> Given problem: Transcribe every one of the following records word for word, keeping their order.

Bounding-box records
>> START

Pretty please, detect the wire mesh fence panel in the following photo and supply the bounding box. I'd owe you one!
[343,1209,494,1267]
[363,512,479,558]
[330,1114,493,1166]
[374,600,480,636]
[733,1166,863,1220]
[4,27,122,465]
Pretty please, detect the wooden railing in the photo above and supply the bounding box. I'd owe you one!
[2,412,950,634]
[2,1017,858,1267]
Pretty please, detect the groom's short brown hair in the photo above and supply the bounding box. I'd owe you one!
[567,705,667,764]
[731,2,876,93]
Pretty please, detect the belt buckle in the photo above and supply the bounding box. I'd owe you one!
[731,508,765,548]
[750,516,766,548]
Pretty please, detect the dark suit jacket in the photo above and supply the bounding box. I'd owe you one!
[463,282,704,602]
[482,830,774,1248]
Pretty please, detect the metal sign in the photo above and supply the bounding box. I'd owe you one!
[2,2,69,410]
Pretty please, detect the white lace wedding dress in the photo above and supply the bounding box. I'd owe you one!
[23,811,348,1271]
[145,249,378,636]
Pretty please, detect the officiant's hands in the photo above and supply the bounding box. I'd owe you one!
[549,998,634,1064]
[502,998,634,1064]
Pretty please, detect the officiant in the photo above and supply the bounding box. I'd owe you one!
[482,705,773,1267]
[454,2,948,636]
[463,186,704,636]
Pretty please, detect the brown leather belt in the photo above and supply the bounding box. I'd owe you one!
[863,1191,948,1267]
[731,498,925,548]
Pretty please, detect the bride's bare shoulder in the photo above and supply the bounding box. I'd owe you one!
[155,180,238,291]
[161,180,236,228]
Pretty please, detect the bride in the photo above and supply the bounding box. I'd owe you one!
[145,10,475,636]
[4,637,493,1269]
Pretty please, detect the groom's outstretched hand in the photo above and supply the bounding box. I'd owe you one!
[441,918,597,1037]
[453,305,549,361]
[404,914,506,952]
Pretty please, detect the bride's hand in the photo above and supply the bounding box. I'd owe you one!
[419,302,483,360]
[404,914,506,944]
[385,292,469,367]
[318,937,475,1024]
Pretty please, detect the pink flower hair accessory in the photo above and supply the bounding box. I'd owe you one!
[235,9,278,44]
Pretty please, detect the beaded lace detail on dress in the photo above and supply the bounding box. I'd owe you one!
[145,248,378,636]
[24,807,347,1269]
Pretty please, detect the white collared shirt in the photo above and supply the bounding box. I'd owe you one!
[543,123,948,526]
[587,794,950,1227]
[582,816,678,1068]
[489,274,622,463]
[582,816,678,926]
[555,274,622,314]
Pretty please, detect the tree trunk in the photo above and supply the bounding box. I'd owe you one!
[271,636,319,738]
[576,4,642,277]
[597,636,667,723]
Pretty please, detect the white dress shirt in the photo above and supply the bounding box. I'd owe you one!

>> END

> Expected answer:
Pretty please, detect the wire mesh fence panel in the following photo and supply the bounding box. I'd owe you one!
[343,1209,494,1267]
[363,512,479,558]
[330,1114,493,1166]
[374,600,480,636]
[733,1166,863,1220]
[4,27,122,465]
Pretty please, detect the wooden railing in the photo above and supply the bounding box. I'd owe you one!
[2,412,950,634]
[2,1017,858,1267]
Pretty please, detect the groom's short brown hair in the photo above and supply the bounding box. I'd owe you one!
[567,705,667,764]
[731,2,876,93]
Pretty please, detect the belt buckle in the photo above and supply the bounding box. I'd owe you one!
[731,508,765,548]
[750,516,766,548]
Pretty please, detect the dark suit jacket in the photo above and supply the bounding box. I'd owe you one!
[463,282,704,602]
[482,830,774,1248]
Pretty please, detect the metal sign in the photo above and supply the bounding box. I'd owe you one!
[2,2,69,410]
Pretty please, detect the white lace wedding dress in the photo above and supply the bounding box. I'd owe you one!
[23,811,348,1271]
[145,249,378,636]
Pretty please, detect the officiant's hands in the photo above and supply the bounding box. I'd owe you one!
[549,998,634,1064]
[502,998,634,1064]
Pretty please, detect the officiant in the photo above and supply the bounding box. I'd owe you one!
[482,705,773,1267]
[454,2,948,636]
[463,186,704,636]
Pretty please, detect the brown leather belt in the photo above and supply the bounding box. I'd owe you one!
[863,1191,948,1267]
[731,498,925,548]
Pretty please, detect the bride's bare shoulder in the photo above and supply the bounding box. I'd owe you one!
[155,180,238,291]
[161,180,236,228]
Pretty please, detect the bride in the photo above and supply the bounding box. I'd owe you one!
[145,10,475,636]
[4,637,493,1269]
Pretty please, detect the groom's outstretched hand in the photo above and supply the bounding box. I'd owe you one!
[441,918,597,1037]
[453,305,549,361]
[404,914,506,952]
Pretty please, detect the bride's hand in the photo above and supply the bounding box. I'd owe you one!
[419,302,483,360]
[404,914,506,944]
[385,292,469,367]
[318,937,475,1024]
Pretty please, detect the pink flower hair accessory in the photo above and supply the bounding box. I'd owe you one!
[235,9,278,44]
Pretty please, detect the beaded lace detail on dress in the photo above and supply the bounding box. I'd owe you one!
[145,248,378,636]
[24,807,347,1269]
Pretty please, detect the white collared shirt in the photo above and supply the bounding box. I'd owe you one!
[543,123,948,526]
[587,794,950,1227]
[582,816,678,1068]
[489,274,622,463]
[582,816,678,926]
[555,274,622,314]
Pretty please, detect the tree trunk in the photo above and supply the bounding box. I'd owe you one!
[271,636,319,738]
[576,4,642,277]
[597,636,667,723]
Pretty please, detect the white dress shirt in the photo above and supply the bounding box. I'd owe you one!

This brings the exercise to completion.